1. Mengembangkan tentang diri sendiri.

2. Memberikan gambaran yang tepat tentang konsep waktu, ruang dan masyarakat.

3. Membuat masyarakat mampu mengevaluasi nilai dan hasil yang telah dicapai oleh generasinya.

4. Mengajarkan toleransi.

5. Menanamkan sikap intelektual.

6. Memperluas cakrawala intelektualitas.

7. Mengajarkan prinsip-prinsip intelektualitas.

8. Mengajarkan prinsip-prinsip moral.

9. Menanamkan orientasi kemasa depan.

10. Memberikan pelatihan mental.

11. Melatih siswa menangani isu-isu kontroversial.

12. Membantu mencarikan jalan keluar bagi berbagai masalah sosial dan perorangan.

13. Memperkokoh rasa nasionalisme.

14. Mengembangkan pemahaman internasioanal.

15. Mengembangkan keterempilan-keterampilan yang berguna.

Sasaran Pembelajaran Sejarah Di Sekolah Menengah Atas

Fokus utama mata pelajaran sejarah ditingkat ini adalah tahap-tahap kelahiran peradaban manusia, evolusi sistem sosial, dan perkembangan kebudayaan dan ilmu pengetahuan (Kochhar, 2008:50). Lebih lanjut Kochhar (2008) menjelaskan sasaran utama pembelajaran sejarah di Sekolah Menengah Atas (SMA) adalah :

1. Meningkatkan pemahaman terhadap proses perubahan dan perkembangan yang dilalui umat manusia hingga mampu mencapai tahap perkembangan yang sekarang ini. Peradaban modern yang dicapai saat ini memrupakan hasil proses perkembangan yang panjang. Sejarah merupakan satu-satunya mata pelajaran yang mampu menguraikan proses tersebut.

2. Meningkatkan pemahaman terhadap akar peradaban manusia dan penghargaan terhadap kesatuan dasar manusia. Semua peradaban besar dunia memiliki akar yang sama ; dsamping berbagai karakteristik lokal, kebanyakan adalah unsur-unsur yang menunjukkan kesatuan dasar manusia. Salah satu sasaran utama sejarah pada sisi ini adalah menekankan dasar tersebut.

■ BARIS TERSIMPAN:
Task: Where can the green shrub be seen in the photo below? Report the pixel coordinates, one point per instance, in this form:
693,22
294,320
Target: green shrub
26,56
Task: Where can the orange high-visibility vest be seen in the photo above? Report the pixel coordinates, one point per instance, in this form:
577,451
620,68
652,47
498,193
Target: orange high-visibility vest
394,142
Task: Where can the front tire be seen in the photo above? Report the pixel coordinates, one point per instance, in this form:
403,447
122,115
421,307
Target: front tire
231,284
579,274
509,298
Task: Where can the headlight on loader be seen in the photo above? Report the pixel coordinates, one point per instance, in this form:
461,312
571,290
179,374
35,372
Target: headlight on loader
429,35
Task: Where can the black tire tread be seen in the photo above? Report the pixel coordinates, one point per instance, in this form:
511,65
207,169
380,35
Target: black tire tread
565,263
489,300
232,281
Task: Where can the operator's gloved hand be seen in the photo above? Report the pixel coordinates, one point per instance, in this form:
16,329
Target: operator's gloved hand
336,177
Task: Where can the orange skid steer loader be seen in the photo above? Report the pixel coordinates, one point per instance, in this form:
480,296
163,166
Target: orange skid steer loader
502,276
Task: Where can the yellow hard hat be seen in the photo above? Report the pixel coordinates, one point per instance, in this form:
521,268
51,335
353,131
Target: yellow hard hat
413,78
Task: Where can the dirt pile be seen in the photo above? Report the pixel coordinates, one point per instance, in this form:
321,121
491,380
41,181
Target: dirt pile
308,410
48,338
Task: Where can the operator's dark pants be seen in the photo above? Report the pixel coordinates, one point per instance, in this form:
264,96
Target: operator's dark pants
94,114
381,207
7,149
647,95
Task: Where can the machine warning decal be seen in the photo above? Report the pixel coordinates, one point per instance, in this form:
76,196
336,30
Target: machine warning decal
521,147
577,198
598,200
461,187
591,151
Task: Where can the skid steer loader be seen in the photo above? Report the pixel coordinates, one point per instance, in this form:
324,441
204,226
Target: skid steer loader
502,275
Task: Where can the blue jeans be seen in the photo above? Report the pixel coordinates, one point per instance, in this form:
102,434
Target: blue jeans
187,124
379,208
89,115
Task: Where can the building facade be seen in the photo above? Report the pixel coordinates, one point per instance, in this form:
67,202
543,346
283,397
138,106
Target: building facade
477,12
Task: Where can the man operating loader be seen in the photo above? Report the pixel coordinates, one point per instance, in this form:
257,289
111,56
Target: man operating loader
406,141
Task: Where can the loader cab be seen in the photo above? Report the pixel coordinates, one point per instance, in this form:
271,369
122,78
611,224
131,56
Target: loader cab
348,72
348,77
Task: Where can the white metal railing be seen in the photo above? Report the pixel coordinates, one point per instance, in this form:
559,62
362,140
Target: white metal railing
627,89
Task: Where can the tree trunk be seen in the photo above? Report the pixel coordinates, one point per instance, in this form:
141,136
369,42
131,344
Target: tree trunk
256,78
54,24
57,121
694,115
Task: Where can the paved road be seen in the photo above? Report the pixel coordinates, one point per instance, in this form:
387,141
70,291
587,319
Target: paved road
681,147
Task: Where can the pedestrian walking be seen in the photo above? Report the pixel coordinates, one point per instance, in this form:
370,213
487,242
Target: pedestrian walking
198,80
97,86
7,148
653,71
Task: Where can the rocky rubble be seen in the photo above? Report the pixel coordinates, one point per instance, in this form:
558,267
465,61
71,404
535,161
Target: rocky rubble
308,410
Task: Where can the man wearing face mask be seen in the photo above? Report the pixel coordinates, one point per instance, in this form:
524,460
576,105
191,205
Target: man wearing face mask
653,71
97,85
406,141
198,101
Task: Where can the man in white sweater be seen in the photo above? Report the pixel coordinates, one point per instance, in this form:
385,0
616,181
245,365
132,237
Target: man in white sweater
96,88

■ TUGAS YANG DIKERJAKAN:
a) Apakah setiap pernyataan berikut sesuai dengan teks tentang pembelajaran sejarah di atas? Jawab ya atau tidak untuk masing-masing, lalu kutip dengan persis kata-kata dari teks yang menentukannya. (i) Evolusi sistem sosial termasuk fokus utama mata pelajaran sejarah di tingkat SMA. (ii) Peradaban-peradaban besar dunia berasal dari akar yang berbeda-beda. (iii) Sejarah disebut sebagai satu-satunya mata pelajaran yang mampu menguraikan proses perkembangan menuju peradaban modern.
b) Lanjutkan teks tentang sasaran pembelajaran sejarah di SMA di atas, mulai setelah kalimat terakhirnya.

■ JAWABAN YANG DIBERIKAN:
a)
(i) Ya: "Fokus utama mata pelajaran sejarah ditingkat ini adalah tahap-tahap kelahiran peradaban manusia, evolusi sistem sosial, dan perkembangan kebudayaan dan ilmu pengetahuan"
(ii) Tidak: "Semua peradaban besar dunia memiliki akar yang sama"
(iii) Ya: "Sejarah merupakan satu-satunya mata pelajaran yang mampu menguraikan proses tersebut."

b)
3. Menghargai berbagai sumbangan yang diberikan oleh semua kebudayaan pada peradaban manusia secara keseluruhan. Kebudayaan setiap bangsa telah menyumbangkan denmgan berbagai cara terhadap peradaban secara keseluruhan. Mata pelajaran sejarah membawa pengetahuan ini kepada para siswa.

4. Memperkokoh pemahaman bahwa intereksi saling menguntungkan antar berbagai kebudayaan merupakan faktor yang penting dalam kemajuan kehidupan manusia.

5. Memberikan kemudahan kepada siswa yang berminat memepelajari sejarah suatu negara dalam kaitannya dengan sejarah umat manuasi secara keseluruhan।

Tujuan Pembelajaran Sejarah

Sejarah adalah mata pelajaran yang menanamkan pengetahuan dan nilai-nilai mengenai proses perubahan dan perkembangan masyarakat Indonesa dan dunia pada masa lampau hinnga kini (Isjoni, 2007:71). Orientasi pembelajaran sejarah di tingkat SMA bertujuan untuk agar siswa memperoleh pemahaman ilmu dan memupuk pemikiran historis dan pemahaman sejarah. Pemahaman ilmu membawa pemerolehan fakta dan penguasaan ide-ide dan kaedah sejarah (Isjoni, 2007:71 ; Hassan, 1998:113).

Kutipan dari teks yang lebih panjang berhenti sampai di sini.